### [Information given]
┄┄┄┄┄┄┄┄┄┄┄┄┄┄┄┄┄┄┄┄

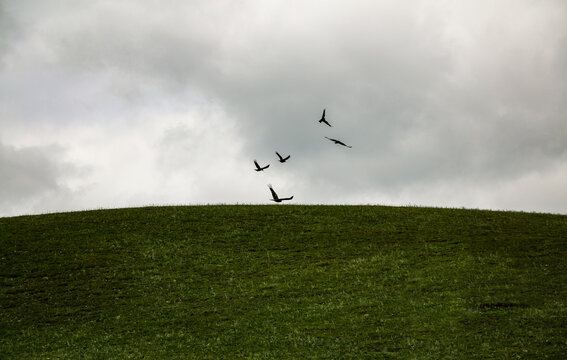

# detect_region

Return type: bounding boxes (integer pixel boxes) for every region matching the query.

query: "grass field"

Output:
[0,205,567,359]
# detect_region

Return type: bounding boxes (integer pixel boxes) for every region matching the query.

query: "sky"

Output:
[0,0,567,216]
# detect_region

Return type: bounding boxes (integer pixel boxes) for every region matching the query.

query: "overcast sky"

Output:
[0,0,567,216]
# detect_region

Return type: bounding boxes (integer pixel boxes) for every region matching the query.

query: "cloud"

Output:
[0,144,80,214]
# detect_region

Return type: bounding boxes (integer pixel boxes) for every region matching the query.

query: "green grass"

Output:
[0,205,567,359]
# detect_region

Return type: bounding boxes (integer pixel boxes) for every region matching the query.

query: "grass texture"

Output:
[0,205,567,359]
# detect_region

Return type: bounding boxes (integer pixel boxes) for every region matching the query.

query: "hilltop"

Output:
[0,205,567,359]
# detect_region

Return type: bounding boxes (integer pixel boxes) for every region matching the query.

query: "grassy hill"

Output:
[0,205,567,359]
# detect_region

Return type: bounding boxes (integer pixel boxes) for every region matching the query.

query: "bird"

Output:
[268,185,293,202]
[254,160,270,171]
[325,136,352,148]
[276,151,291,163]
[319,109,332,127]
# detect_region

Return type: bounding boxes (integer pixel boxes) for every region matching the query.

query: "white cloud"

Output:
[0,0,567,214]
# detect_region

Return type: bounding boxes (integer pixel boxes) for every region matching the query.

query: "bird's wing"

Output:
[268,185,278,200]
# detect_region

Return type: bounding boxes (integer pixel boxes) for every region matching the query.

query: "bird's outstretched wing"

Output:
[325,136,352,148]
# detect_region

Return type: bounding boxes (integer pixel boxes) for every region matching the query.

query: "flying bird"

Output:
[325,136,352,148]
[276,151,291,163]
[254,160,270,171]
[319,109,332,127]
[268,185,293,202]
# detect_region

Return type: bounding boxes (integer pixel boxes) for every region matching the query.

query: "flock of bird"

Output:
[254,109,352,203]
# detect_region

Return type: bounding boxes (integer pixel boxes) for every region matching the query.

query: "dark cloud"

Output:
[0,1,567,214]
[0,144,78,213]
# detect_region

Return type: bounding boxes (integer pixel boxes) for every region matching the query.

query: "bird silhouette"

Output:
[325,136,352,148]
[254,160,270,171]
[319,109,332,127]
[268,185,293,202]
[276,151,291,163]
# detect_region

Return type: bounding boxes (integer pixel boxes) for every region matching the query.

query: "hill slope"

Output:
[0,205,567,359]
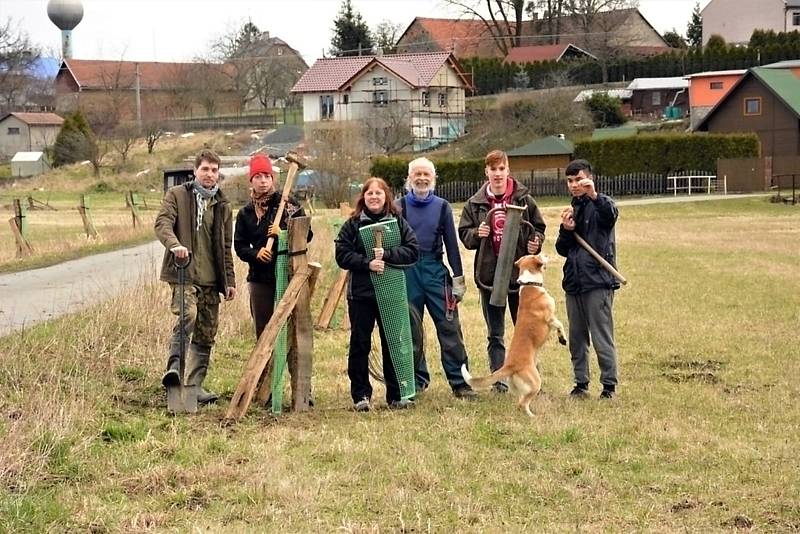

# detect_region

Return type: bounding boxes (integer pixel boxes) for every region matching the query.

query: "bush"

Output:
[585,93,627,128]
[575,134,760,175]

┄┄┄┄┄┄┄┄┄┄┄┄┄┄┄┄┄┄┄┄

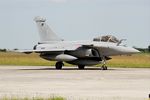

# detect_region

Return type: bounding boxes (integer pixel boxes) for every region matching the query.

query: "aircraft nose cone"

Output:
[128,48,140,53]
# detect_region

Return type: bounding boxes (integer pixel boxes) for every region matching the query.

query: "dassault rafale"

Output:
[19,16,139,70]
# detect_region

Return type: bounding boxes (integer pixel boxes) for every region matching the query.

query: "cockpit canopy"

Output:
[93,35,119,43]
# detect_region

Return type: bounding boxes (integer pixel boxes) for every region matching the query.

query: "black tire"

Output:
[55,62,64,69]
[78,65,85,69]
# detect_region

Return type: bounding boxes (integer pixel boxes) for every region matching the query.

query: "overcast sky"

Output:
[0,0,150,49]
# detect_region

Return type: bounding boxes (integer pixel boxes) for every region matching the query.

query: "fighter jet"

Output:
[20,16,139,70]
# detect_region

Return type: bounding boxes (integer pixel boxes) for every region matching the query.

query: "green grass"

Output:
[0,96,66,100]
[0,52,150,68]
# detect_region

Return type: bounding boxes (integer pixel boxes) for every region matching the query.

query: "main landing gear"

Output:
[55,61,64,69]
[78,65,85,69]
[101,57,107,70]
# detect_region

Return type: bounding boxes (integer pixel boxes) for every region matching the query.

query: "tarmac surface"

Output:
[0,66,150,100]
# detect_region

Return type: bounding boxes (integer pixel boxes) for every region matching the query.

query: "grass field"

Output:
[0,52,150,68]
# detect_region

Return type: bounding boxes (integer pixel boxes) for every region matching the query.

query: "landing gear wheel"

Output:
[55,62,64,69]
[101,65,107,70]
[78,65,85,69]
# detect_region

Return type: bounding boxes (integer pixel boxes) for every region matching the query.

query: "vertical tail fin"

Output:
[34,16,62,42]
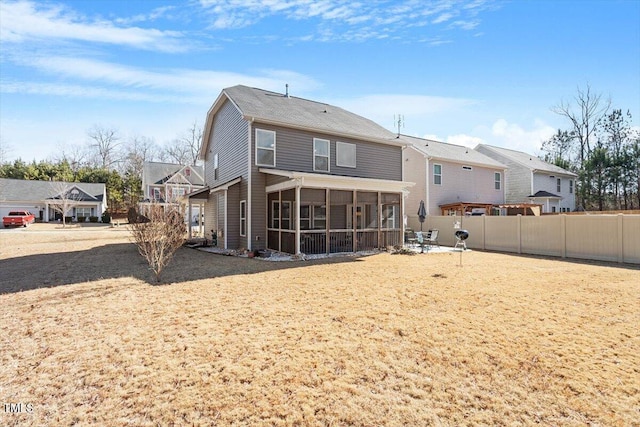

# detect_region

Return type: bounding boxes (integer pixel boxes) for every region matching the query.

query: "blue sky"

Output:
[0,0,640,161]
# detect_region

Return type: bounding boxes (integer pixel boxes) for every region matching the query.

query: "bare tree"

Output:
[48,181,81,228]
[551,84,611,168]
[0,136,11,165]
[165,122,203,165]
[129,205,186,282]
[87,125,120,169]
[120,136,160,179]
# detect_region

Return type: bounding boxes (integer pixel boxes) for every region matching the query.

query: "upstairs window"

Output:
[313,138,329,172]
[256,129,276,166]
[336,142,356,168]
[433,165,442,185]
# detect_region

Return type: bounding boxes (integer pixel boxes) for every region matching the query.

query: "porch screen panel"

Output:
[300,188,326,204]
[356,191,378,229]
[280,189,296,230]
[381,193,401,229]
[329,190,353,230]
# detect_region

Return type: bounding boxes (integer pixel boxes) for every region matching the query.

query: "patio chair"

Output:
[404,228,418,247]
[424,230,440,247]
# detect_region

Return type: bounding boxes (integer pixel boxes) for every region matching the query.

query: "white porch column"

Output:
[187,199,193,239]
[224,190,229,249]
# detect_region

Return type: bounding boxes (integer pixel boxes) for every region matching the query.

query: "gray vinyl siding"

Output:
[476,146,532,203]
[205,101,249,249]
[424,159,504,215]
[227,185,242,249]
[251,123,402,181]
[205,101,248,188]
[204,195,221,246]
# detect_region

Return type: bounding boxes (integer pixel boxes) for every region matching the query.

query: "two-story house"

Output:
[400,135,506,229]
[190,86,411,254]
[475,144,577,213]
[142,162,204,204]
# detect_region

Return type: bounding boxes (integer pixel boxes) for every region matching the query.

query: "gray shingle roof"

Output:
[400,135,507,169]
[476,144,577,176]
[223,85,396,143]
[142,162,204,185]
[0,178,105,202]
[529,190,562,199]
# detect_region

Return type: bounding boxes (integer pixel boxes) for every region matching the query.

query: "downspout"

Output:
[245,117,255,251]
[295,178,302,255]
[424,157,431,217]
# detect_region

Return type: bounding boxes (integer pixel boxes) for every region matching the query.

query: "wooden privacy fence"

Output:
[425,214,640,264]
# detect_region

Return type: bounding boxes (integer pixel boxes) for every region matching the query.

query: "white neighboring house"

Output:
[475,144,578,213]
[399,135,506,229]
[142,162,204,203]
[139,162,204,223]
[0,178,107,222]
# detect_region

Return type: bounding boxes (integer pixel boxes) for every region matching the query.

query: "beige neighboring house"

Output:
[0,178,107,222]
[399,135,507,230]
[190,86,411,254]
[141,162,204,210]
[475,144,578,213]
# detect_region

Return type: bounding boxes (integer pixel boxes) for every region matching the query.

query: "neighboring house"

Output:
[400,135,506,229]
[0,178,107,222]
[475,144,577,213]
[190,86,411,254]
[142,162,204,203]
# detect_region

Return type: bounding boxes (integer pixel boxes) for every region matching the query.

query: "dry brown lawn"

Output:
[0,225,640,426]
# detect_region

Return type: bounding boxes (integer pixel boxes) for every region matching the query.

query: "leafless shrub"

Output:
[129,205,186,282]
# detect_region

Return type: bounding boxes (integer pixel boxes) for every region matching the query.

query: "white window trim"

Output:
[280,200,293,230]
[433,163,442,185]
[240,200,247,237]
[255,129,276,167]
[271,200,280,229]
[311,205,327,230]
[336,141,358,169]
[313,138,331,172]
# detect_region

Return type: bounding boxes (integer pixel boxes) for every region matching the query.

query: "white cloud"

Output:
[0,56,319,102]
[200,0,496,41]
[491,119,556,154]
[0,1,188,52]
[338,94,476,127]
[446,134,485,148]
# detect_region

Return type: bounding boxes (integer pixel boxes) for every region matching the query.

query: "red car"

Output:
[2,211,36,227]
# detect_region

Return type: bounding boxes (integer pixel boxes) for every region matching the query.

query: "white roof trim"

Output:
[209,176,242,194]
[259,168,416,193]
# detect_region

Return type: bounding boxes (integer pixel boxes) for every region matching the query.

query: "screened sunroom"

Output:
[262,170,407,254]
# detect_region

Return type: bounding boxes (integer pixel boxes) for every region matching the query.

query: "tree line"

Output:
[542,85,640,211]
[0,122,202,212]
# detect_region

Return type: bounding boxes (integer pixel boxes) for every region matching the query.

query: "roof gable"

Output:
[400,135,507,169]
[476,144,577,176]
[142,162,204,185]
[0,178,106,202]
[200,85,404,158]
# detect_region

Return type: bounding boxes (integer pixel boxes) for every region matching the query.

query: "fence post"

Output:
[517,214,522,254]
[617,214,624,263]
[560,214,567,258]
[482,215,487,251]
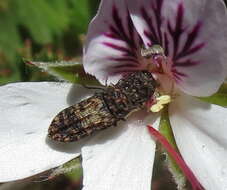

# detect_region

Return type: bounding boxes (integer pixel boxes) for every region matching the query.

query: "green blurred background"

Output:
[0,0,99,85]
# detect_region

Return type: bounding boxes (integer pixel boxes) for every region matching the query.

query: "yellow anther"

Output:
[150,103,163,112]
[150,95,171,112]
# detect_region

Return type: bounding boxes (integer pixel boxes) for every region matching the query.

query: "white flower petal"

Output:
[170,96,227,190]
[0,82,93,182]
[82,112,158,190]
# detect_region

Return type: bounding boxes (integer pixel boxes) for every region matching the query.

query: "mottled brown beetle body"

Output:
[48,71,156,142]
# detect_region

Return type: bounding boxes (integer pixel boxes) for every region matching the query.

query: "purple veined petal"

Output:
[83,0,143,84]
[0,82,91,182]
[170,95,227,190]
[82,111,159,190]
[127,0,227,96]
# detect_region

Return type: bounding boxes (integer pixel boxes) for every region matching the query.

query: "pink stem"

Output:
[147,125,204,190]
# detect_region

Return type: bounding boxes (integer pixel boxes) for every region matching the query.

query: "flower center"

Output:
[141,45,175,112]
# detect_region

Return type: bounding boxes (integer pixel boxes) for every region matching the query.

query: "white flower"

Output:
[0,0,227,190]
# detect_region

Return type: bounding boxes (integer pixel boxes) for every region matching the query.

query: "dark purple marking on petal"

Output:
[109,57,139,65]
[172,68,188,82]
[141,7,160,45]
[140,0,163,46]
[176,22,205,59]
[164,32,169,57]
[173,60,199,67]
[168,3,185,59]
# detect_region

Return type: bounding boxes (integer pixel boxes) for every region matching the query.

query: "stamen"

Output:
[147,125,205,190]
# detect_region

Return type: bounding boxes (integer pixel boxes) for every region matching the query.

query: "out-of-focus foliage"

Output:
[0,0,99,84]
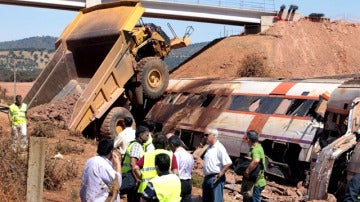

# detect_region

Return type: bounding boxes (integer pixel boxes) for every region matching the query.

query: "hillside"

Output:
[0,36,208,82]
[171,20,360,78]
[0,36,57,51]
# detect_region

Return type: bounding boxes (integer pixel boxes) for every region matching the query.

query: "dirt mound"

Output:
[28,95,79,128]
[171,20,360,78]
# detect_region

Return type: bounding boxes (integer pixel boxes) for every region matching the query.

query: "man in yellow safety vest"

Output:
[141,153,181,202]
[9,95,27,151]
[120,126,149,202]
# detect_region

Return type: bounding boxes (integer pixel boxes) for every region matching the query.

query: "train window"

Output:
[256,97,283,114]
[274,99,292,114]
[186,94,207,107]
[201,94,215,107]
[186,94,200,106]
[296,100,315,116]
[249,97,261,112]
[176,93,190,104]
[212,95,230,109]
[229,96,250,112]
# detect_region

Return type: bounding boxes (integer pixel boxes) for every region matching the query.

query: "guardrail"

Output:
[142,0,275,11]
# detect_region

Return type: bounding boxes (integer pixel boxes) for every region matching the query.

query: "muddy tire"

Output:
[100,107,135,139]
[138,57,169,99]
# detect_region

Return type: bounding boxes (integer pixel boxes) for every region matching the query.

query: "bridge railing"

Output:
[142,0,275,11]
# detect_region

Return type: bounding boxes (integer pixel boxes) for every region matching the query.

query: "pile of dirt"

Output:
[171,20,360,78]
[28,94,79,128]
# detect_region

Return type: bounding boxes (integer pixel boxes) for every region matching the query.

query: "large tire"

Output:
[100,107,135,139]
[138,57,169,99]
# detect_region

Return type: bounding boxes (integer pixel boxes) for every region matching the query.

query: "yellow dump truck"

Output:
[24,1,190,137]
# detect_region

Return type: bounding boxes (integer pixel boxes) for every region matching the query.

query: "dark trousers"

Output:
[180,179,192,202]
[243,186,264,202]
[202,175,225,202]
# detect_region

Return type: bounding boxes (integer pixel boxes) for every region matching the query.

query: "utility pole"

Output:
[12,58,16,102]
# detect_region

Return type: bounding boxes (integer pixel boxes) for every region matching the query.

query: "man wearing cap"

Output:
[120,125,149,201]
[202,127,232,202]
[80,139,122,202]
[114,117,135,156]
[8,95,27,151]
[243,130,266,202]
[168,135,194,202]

┄┄┄┄┄┄┄┄┄┄┄┄┄┄┄┄┄┄┄┄

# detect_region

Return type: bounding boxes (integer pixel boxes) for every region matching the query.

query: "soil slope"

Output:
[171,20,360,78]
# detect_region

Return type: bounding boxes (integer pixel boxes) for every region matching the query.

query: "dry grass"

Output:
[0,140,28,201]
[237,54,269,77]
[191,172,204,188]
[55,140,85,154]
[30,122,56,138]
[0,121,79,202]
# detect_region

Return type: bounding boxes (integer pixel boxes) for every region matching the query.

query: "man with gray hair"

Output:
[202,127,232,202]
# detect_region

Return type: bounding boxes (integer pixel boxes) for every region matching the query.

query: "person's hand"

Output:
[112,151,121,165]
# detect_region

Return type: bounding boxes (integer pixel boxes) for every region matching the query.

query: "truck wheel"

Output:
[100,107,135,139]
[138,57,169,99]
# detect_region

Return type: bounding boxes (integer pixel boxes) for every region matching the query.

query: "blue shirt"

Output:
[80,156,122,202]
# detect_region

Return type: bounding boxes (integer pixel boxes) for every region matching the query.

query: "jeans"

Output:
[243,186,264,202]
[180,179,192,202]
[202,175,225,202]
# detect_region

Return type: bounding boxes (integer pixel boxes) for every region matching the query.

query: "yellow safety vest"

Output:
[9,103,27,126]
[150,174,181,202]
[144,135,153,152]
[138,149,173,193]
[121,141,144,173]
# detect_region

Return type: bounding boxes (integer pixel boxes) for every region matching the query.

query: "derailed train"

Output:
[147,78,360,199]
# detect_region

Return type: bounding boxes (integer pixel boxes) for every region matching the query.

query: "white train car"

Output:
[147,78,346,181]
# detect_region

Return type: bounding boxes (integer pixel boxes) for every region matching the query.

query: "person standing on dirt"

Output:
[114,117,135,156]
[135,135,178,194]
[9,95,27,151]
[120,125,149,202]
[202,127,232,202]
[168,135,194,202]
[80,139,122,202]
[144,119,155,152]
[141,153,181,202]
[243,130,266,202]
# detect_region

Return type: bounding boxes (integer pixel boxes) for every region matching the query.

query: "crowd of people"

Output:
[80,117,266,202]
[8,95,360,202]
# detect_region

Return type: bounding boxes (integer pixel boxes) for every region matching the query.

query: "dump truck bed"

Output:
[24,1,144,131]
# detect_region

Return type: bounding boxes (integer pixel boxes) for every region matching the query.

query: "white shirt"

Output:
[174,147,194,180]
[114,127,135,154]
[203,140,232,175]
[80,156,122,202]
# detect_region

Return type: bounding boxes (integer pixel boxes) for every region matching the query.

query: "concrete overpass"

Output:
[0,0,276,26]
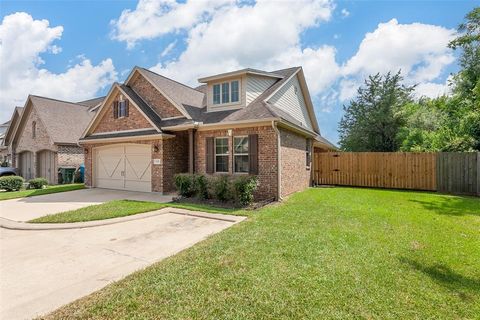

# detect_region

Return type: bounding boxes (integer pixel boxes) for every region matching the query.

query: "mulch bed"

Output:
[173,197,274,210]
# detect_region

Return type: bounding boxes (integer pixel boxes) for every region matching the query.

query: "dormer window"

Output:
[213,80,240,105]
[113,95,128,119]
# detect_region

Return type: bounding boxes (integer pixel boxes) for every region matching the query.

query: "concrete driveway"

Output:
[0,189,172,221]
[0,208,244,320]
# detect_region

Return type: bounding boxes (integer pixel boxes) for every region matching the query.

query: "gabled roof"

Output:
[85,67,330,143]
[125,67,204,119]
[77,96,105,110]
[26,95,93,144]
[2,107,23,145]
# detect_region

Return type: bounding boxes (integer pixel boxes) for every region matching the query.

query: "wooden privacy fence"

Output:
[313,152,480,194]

┄┄┄┄┄┄┄┄┄┄┄┄┄┄┄┄┄┄┄┄

### [Exercise brief]
Identify every line of the data above that contains the word "house", and copy each such line in full.

### [Full output]
query: "two-story house"
query: "white neighboring house"
query: "beige neighboring house"
query: "neighboring house"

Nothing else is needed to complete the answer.